> **TEXT BLOCK**
The Sillerman Prize 2011
Winner is Announced for the 2011 Sillerman Prize
for Innovations in Philanthropy on College Campuses!
The Sillerman Center announced the winner of the 2011 Sillerman Prize for Innovations in Philanthropy on College Campuses:
The Piglet Project: A new take on student philanthropy
Four finalists battled for the $5K Prize in the Second Annual Sillerman Center prize competition held on April 27, 2011 at the Heller School, each with compelling and well-thought-out presentations.
Twenty-one submissions from around the country were received, containing business plans that addressed increasing philanthropic values and practices on college and university campuses. A national panel of judges selected the four finalists for the viability of their business plans, innovative and creative approaches applied to this challenge, and the sustainability of the projects.
The finalists' oral presentations were judged and combined with written submissions, with all judges conceding the difficulty in selecting just one winner.
Finalists included undergraduate and/or graduate students from Harvard, Babson, Cornell and the University of Pennsylvania.
The winner, The Piglet Project, submitted by a team of six undergraduate students from Babson College, starts with the distribution of piggy banks to every freshman undergraduate during a required first-year seminar class. This motivational approach to philanthropy early on in a young adult's college career promotes the habit of regular giving throughout four years of college. But the "DNA" of the piggy marketing plan, presented with props and costumes, stole the oral competition and demonstrated how the addition of the "fun factor" increases the uptake in participation. Events continue throughout the fours years with special events and "holidays" (National Pig Day) where piggy banks are decorated, "piggy round ups" to round up change, and small premiums to increase awareness about one's own personal philanthropy. The mascot, a Phil Anthropig, parade floats and a general esprit de corps captivated the audience.

> **EXERCISE DATA**
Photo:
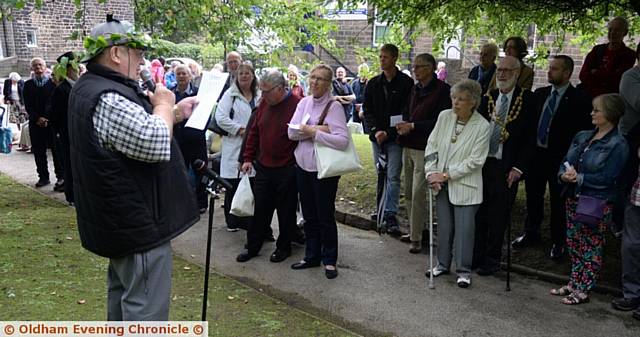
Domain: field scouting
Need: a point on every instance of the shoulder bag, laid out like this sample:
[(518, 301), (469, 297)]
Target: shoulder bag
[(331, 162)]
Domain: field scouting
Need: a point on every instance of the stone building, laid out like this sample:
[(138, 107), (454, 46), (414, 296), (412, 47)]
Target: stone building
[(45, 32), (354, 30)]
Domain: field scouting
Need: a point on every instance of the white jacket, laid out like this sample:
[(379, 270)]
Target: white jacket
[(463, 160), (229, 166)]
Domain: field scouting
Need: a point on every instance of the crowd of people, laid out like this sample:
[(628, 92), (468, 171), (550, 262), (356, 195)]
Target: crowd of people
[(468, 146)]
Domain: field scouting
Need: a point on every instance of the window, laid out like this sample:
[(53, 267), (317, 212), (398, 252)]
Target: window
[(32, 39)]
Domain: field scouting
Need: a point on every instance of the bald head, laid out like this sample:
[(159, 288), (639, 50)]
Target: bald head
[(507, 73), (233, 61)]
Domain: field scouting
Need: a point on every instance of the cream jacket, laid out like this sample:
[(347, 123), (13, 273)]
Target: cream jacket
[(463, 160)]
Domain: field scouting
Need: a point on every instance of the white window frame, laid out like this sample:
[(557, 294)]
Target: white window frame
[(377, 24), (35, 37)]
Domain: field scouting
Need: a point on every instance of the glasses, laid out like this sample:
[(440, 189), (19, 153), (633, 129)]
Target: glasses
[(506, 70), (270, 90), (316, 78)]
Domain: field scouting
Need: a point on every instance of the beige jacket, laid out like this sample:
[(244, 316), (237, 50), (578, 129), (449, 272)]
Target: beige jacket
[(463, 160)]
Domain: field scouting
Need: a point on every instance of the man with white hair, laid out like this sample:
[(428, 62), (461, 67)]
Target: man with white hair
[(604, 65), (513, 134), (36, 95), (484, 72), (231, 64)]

> **TASK GOAL**
According to the Sillerman Prize announcement, how many submissions were received from around the country?

> **RESPONSE AREA**
Twenty-one